■ Provided passage ■

Monday, May 14, 2012

Watch/Discuss: J.J. Abrams's new series, Revolution, gets a trailer. Or the inherent peril of close-ended television.

The premise is genuinely chilling, and the opening moments have a real kick to them.  But once the show starts up its real storyline, we quickly see the problem with this kind of seemingly short-term narrative storytelling.  By the end of this four-minute clip, we already know that there is some amulet that apparently makes electricity work again.  So it appears that the core arc of the show will be a journey to find this amulet and theoretically use it to restore power to a world that currently has none.  Fine, but does that not presume that the show will in-effect be a long waiting game as we (im)patiently wait for the core problem to be solved.  Yes we can hopefully become invested in certain characters and enjoy the two decent actors on display (Gincarlo Esposito and Billy Burke), but won't every would-be goal post be a false alarm, every climactic reveal be the equivalent of 'Your princess is in another castle'?

■ Tasks to carry out ■
a - Translate this sentence from the post about the Revolution trailer into Spanish: "The premise is genuinely chilling, and the opening moments have a real kick to them."
b - Carry on the post about the Revolution trailer, starting right after its final question.
None of the rows are needed here.

■ Rows from a data source ■
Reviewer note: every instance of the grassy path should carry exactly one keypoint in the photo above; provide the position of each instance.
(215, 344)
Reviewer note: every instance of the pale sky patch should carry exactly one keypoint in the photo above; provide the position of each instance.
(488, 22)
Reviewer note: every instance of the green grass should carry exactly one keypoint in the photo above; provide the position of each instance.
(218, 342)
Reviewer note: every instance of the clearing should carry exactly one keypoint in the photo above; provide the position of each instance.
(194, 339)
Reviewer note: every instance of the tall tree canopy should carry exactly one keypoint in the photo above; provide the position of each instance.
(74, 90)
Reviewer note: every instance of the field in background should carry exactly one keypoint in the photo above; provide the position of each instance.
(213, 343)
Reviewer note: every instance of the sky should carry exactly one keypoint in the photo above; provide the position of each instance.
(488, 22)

■ Expected results ■
a - La premisa es verdaderamente escalofriante, y los momentos iniciales tienen verdadera fuerza.

b -
Like ABC's Ashley Judd thriller Missing, the game is rigged because it's so heavily entrenched behind solving a problem that cannot be solved until the show reaches its climax.  The key to Lost and 24 was not in the complexity of their narratives but in the simplicity of their plots.  In the beginning, Lost was just about 48 plane crash survivors stuck on a mysterious island.  In the beginning, 24 was just about one government agent trying to prevent a single assassination.  The Event and many others of its ilk failed because they set up labyrinth mythologies right out of the gate instead of waiting to make sure we gave a damn about the people onscreen.  This devotion to "What secrets will we reveal *this* week?" almost killed Fringe right out of the gate. Only after it realigned and focused on the core character relationships did the show blossom as something more than a newfangled X-Files (another show that, let's not forget, waited almost two full seasons before going full-bore into 'mythology territory').  The clip for Revolution (whose pilot is helmed by Jon Favreau) is basically telling me that I can watch the first episode and then kick back and wait for the series finale to reveal all that I wanted to know.